**Excerpted passage:**
>>>
Today I had the second appointment with the Parenting Consultant, because as a mother (and not just as a single parent) I believe that it could only help myself and Raphaela if I had an objective voice to help me asses certain decisions for my daughter - like Gan for next year - and to give me more tools to deal with the Terrible Twos.
I understand the rationale, the more you know about the mother and her childhood, the more you understand the origin of her choices and coping mechanisms. I understand that the consultant comes from a background as a therapist, and that she approaches her clients with the traditional Freudian "Tell me about your mother..."
But after today, I remember why I put my therapy on hold several years ago: put simply, I need help to create a plan in which I take care of my daughter without sacrificing my own identity and sanity. I need practical information on how to diffuse the occasional tantrum, how to encourage Raphaela to explore and grow while setting important boundaries.
I do NOT need to rehash every excruciating detail of my difficult childhood. I do NOT need a virtual stranger to make comments which make me feel like an incompetent mother and a terrible human being who deserves to be alone. I most certainly do not want this woman to rip open many old and painful wounds, and then cut me off by saying, "I'm sorry, our time is up for today."
I spent the rest of the day 'processing' our session, and quite frankly, feeling like s**t about myself, not wanting contact with other human beings. Before our next meeting, I am going to make it clear to the Parenting Consultant that while I appreciate her approach, it is not working for me, and it is not fulfilling the purpose I intended. I would like to continue to work with her somewhere in the middle, somewhere between trauma and light conversation.
1 comment:
Whoa, she does not sound the right kind of consultant for you. There are plenty of practical "tachlis" parenting consultants and even therapists who doesn't start with "Tell me about your mother".
To give her the benefit of the doubt, maybe she was just trying to get the context for your own experience of being parented. :( Sorry about that.
<<<
**What you need to do:**
Copy out everything from "Today I had" down to "the Terrible Twos." in the post about the parenting consultant, word for word.

**Data shown:**
>>>
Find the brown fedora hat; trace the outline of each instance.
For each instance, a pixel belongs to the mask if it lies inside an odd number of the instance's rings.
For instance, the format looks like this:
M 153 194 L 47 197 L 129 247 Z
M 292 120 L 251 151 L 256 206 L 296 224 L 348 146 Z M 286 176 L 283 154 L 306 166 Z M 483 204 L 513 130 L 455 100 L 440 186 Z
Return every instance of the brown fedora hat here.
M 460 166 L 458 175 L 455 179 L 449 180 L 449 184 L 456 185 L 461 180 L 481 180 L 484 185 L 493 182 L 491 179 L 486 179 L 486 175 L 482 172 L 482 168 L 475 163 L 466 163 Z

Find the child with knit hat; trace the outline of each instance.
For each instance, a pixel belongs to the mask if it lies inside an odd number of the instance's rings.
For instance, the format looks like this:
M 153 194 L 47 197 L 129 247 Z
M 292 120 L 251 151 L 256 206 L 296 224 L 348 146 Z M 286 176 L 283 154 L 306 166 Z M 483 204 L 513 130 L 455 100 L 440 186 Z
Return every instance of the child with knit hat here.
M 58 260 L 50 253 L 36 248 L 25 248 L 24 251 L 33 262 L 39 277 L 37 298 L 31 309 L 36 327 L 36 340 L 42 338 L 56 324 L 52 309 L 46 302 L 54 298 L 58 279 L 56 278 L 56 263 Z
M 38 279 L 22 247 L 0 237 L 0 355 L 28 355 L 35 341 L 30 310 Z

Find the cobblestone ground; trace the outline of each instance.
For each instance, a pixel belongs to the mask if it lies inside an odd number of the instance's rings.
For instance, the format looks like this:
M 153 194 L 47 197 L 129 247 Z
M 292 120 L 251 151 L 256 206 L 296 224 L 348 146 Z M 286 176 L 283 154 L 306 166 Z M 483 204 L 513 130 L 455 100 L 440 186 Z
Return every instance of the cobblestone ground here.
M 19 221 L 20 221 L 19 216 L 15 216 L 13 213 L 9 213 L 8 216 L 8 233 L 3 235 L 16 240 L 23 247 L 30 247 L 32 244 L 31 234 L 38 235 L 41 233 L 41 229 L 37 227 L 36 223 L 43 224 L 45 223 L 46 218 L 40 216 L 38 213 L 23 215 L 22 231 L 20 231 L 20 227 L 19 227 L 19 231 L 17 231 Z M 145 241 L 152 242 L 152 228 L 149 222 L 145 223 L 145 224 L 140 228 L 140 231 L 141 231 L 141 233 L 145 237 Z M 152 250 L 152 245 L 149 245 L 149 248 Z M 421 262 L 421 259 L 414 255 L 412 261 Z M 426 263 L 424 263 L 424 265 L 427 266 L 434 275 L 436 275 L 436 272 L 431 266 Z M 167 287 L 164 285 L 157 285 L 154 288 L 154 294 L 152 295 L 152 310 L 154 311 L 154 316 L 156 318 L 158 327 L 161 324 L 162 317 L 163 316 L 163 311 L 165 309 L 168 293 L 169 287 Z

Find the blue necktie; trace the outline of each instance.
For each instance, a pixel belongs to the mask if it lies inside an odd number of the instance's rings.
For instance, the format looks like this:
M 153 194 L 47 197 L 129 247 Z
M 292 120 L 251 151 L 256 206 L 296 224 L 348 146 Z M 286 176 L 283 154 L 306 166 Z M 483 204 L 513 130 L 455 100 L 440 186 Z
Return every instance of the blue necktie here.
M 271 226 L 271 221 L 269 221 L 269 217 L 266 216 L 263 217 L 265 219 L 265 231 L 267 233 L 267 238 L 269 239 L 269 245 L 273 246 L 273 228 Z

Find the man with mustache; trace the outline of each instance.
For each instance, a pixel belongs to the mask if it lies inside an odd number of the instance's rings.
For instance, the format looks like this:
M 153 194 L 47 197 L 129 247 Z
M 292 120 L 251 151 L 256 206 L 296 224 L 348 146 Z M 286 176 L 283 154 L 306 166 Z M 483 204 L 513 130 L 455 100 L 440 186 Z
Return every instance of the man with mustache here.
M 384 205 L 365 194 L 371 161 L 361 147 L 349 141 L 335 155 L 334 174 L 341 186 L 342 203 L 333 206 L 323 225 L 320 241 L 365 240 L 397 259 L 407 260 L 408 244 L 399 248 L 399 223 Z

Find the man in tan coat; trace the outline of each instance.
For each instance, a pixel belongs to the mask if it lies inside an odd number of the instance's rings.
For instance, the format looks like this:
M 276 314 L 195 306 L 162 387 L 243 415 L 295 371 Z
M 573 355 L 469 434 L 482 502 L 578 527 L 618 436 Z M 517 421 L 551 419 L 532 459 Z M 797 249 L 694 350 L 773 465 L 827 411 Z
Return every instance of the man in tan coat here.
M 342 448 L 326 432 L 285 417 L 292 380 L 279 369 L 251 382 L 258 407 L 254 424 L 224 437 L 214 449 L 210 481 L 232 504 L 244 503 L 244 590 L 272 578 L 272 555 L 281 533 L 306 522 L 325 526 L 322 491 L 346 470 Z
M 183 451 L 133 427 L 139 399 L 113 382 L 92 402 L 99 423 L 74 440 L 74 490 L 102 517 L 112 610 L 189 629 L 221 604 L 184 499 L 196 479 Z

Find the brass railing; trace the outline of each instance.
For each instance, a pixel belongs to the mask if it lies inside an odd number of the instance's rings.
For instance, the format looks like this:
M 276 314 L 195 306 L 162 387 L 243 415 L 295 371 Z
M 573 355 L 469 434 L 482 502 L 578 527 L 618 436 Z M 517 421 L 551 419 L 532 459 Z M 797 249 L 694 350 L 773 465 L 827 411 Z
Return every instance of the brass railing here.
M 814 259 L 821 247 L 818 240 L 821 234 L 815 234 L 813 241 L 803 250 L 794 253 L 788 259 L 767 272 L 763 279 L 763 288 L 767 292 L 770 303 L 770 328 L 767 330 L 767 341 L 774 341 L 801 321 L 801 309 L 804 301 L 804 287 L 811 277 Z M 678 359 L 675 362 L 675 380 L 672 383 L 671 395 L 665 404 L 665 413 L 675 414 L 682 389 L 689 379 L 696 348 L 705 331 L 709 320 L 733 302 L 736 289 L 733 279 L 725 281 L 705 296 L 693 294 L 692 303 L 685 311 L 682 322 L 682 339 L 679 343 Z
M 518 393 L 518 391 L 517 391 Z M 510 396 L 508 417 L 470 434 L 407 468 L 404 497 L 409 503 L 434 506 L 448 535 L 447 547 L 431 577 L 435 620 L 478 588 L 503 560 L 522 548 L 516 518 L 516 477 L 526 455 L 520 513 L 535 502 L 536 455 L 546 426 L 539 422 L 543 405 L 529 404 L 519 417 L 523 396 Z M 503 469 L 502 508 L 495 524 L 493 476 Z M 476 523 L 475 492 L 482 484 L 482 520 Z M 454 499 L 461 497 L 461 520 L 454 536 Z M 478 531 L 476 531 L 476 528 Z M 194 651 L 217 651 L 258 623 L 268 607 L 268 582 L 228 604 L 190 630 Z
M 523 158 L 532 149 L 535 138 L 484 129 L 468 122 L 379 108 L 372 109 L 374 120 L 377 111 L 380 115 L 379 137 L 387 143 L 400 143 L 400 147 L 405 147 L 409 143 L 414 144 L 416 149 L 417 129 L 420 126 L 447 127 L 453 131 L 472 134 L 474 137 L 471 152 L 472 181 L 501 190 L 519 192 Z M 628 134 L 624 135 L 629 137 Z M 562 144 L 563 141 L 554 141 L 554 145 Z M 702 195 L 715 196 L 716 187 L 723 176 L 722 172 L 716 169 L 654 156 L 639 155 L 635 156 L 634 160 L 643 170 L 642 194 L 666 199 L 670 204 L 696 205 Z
<<<
**Finished exercise:**
Today I had the second appointment with the Parenting Consultant, because as a mother (and not just as a single parent) I believe that it could only help myself and Raphaela if I had an objective voice to help me asses certain decisions for my daughter - like Gan for next year - and to give me more tools to deal with the Terrible Twos.